_Things to do:_
(1) Name each organization that the article about the Central Coast advocacy service links to Ben Brown through work, membership, or volunteering.
(2) Extend the article about the Central Coast advocacy service, continuing from its last sentence.

# Start of Page text

Bateau Bay resident Ben Brown is one of two peer support workers involved with a new advocacy service to support people on the Central Coast with intellectual disability.
While the service operates from Gosford, it is looking for people with a disability from all over the Coast.
The not-for-profit organisation, Self Advocacy, has been helping Sydney people with a disability speak up for themselves and support one another in Sydney since 1986.
It has spread its services, first to the Blue Mountains, and now to the Central Coast, with two programs on offer, Peer Support and New Leaders.
Brown, who himself suffers from cerebral palsy and associated disabilities, has worked at Self Advocacy for three months and has been a part of both the Peer Support and New Leaders programs for five months.
He is an active member of Rotary Social Impact Network e-club and is an Honorary Member of the Rotary Club of Terrigal.
He has also been involved on a voluntary basis with Central Coast Rotaract and Bateau Bay PCYC.
His fellow support worker, qualified high school teacher, Yvonne Berry-Porter, has a Cert IV in training and assessment, along with teaching and tutoring experience and previous work in the social sector, and says her skills complement those of Brown.

# End of Page text
# Start of Listed records

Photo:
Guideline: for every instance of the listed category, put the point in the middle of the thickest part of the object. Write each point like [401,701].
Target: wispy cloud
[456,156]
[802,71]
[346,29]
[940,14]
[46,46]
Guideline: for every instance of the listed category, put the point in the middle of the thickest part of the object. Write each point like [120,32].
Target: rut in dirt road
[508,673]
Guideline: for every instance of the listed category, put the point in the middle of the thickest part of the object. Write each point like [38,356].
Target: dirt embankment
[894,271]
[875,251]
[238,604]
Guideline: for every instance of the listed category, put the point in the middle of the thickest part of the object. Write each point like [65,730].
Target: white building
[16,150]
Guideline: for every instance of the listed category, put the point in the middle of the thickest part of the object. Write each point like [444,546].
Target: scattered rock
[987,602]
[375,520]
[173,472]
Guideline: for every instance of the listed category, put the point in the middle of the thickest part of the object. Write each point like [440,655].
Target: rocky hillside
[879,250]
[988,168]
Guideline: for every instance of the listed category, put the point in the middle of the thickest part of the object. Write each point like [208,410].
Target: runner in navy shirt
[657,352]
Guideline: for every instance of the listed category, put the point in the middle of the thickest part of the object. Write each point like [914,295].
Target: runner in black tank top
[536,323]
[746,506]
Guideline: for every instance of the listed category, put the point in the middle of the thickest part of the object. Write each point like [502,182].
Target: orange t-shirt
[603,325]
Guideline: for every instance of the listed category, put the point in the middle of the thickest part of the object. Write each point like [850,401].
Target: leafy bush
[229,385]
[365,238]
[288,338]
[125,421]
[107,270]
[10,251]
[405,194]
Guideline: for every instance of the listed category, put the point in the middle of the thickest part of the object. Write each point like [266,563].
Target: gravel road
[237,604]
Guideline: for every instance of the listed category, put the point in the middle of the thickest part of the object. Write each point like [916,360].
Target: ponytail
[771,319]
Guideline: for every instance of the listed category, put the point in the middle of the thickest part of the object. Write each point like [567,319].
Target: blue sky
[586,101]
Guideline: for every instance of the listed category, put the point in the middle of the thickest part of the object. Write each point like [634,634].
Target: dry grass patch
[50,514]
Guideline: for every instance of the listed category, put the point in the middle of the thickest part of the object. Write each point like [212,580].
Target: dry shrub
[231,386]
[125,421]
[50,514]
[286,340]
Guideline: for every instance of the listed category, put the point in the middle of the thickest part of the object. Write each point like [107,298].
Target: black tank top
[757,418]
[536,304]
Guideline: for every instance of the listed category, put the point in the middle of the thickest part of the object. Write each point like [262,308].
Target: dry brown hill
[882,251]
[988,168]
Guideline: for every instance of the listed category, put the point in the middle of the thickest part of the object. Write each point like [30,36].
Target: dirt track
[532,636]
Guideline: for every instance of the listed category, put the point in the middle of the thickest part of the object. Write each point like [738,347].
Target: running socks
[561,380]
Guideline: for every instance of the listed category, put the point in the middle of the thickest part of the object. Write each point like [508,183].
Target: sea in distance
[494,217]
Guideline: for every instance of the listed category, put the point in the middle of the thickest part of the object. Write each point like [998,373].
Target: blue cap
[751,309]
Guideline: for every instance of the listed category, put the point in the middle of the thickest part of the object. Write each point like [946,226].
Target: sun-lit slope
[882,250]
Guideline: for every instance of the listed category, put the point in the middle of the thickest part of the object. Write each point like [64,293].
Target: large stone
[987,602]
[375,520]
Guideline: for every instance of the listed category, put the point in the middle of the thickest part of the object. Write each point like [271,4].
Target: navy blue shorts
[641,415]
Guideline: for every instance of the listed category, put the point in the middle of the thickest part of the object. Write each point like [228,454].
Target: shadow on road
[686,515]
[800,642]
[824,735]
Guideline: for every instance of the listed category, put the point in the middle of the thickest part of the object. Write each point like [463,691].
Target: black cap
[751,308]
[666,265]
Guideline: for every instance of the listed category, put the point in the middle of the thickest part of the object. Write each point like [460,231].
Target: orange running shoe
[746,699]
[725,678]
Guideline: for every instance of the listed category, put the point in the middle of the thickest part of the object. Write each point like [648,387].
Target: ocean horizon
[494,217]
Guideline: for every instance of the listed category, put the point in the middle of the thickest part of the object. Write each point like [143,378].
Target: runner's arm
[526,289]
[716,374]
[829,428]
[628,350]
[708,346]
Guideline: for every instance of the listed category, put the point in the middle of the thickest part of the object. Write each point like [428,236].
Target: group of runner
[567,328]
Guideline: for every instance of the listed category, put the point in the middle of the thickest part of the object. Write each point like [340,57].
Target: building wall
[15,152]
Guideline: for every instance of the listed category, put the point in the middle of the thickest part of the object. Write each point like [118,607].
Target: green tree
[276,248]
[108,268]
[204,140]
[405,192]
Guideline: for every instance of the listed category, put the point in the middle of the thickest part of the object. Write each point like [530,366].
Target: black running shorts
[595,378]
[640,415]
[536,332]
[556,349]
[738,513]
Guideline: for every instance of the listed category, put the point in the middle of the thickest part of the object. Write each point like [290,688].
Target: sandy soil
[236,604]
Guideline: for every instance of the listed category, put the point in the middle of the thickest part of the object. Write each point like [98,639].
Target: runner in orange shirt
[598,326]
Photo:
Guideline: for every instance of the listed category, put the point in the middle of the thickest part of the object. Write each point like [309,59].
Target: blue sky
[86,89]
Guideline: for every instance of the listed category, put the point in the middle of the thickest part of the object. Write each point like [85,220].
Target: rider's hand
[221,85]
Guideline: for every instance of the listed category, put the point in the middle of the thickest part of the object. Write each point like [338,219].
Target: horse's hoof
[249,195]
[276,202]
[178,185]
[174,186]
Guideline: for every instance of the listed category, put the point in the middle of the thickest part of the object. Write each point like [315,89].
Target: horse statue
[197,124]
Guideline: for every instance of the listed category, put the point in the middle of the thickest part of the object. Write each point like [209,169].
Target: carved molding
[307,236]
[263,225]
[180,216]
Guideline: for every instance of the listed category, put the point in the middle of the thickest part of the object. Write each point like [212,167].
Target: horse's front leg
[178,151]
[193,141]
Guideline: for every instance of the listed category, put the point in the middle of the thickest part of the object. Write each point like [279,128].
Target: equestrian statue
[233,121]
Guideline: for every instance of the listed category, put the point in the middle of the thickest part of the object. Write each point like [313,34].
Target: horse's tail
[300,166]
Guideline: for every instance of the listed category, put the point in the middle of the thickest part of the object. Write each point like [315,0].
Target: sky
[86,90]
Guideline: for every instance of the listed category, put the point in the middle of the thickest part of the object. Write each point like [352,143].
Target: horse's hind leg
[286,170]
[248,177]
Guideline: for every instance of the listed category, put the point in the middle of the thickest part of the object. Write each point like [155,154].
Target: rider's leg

# End of Listed records

_Responses:_
(1)
- Self Advocacy
- Rotary Social Impact Network e-club
- Rotary Club of Terrigal
- Central Coast Rotaract
- Bateau Bay PCYC

(2)
“The services are completely free to people with a disability and are aimed at helping them realise that disability does not disqualify them from living the best life that they can live,” Berry-Porter said.
“The Peer Support program provides topical discussion sessions led by the participants themselves.”
Brown said the sessions provided a safe space where participants can feel free to speak in an environment where they feel supported by others with similar issues.
“We can offer support from Gosford or in the community near people with disability,” he said.
“As a local with a disability myself, these programs have been of tremendous personal benefit.
“They have improved my confidence and independence.
“We like to think that we offer more than just training as our programs are ongoing and the focus is on long-term support.
“We encourage people who are part of our programs to reach out and help each other, strengthening connection in their local community and giving them a voice of their own.”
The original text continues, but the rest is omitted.